Passage shown>
* * * * * * *

Skip to contents

Produces a complete, publication-ready summary of a grf causal forest object, including: ATE with inference, heterogeneity assessment (BLP, GATES), CATE distribution, most important features, and policy-relevant summaries.

Usage

causal_forest_summary(
  cf,
  X,
  feature_names = NULL,
  n_groups = 5,
  top_features = 10,
  plot = TRUE
)

Arguments

cf

A causal_forest object from grf.

X

Data frame or matrix of covariates (same as used for fitting).

feature_names

Character vector. Names for the feature columns. If NULL, uses column names of X.

n_groups

Integer. Number of groups for GATES analysis. Default 5.

top_features

Integer. Number of top features to show in importance plot. Default 10.

* * * * * * *

Supplied entries>

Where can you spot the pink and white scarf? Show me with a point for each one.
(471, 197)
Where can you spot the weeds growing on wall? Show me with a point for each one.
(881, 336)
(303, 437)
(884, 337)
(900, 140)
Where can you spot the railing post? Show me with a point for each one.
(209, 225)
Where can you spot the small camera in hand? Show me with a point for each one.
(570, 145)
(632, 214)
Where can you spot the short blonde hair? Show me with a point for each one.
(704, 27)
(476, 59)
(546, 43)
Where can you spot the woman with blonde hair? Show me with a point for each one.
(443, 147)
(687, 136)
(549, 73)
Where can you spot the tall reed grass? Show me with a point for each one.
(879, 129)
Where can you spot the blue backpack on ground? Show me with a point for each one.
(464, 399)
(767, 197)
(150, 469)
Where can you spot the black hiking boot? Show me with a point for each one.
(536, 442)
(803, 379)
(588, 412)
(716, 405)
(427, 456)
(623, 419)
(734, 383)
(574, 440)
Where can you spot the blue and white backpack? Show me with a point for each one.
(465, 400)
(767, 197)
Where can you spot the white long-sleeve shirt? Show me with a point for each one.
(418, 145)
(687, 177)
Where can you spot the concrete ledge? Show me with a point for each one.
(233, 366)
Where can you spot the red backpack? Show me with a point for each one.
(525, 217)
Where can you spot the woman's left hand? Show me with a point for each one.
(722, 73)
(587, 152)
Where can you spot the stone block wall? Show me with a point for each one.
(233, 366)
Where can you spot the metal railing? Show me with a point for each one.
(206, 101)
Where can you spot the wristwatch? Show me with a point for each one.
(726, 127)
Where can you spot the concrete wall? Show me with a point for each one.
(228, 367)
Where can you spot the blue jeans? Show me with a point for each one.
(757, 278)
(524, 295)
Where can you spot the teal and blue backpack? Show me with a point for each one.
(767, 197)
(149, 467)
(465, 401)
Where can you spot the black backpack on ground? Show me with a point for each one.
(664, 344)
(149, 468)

* * * * * * *

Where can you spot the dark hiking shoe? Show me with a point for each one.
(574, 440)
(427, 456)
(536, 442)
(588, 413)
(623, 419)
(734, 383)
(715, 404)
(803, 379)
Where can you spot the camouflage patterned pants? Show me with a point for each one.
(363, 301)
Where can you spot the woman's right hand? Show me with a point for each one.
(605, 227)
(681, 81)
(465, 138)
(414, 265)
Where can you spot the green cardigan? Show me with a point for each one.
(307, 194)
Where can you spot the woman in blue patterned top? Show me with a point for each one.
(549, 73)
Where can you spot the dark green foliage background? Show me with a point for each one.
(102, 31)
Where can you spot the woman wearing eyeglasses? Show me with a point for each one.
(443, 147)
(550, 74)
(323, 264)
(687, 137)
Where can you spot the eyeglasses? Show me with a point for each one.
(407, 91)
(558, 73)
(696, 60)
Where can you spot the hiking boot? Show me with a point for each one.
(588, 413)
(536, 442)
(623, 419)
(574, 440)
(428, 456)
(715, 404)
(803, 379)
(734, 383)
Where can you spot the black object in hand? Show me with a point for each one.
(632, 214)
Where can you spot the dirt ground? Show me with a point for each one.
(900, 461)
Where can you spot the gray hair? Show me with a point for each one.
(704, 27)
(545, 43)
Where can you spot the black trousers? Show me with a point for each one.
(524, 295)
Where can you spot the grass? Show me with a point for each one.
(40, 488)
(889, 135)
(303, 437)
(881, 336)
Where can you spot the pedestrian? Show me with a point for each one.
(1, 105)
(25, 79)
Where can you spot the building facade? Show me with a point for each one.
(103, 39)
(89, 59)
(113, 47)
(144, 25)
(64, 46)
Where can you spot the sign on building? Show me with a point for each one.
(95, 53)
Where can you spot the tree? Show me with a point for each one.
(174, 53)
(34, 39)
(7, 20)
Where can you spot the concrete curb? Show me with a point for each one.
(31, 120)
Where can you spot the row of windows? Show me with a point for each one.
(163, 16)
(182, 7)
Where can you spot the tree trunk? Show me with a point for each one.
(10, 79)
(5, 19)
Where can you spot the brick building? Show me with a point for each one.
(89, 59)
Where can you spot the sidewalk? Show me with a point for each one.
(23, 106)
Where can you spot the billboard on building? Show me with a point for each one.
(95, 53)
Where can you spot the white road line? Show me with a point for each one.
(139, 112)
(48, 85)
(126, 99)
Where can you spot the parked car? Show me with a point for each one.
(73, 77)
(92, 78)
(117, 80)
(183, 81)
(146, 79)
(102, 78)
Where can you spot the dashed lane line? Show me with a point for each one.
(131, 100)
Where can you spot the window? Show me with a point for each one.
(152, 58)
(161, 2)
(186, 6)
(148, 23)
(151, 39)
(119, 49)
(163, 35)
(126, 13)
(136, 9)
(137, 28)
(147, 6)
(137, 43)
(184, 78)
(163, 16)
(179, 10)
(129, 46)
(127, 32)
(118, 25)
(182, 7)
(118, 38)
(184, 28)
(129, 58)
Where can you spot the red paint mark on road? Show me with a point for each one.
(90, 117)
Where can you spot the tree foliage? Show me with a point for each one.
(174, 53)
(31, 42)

* * * * * * *

Exercise brief> In the function documentation, what is the default number of groups for the GATES analysis? The material stands apart from the function documentation.

Written solution> The default is 5.